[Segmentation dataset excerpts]
......

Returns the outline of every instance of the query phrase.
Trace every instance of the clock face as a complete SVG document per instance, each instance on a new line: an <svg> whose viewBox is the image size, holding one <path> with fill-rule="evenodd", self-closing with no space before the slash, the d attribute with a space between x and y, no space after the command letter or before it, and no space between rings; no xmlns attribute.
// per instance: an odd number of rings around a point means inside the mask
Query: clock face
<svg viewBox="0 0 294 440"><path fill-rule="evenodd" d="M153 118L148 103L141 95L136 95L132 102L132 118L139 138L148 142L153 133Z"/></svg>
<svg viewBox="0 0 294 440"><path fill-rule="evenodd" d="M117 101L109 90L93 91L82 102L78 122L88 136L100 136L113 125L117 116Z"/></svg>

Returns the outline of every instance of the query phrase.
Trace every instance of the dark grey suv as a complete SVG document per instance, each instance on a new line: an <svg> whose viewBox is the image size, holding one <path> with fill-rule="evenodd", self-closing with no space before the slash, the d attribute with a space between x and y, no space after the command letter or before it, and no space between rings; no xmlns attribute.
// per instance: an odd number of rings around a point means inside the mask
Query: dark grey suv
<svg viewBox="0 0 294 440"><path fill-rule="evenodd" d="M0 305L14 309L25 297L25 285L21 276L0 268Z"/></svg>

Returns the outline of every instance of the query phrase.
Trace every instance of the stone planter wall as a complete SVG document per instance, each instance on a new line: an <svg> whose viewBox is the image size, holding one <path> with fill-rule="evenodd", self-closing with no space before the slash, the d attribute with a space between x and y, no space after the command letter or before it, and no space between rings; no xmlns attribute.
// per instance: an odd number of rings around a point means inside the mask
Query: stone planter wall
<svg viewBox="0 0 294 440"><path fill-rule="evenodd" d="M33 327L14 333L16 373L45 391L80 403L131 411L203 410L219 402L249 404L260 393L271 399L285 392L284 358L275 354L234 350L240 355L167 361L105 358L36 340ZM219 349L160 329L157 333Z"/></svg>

......

→ Stated exercise
Count the lines in the rows above that contain the string "closing", and reply with the number only.

→ Response for this exercise
3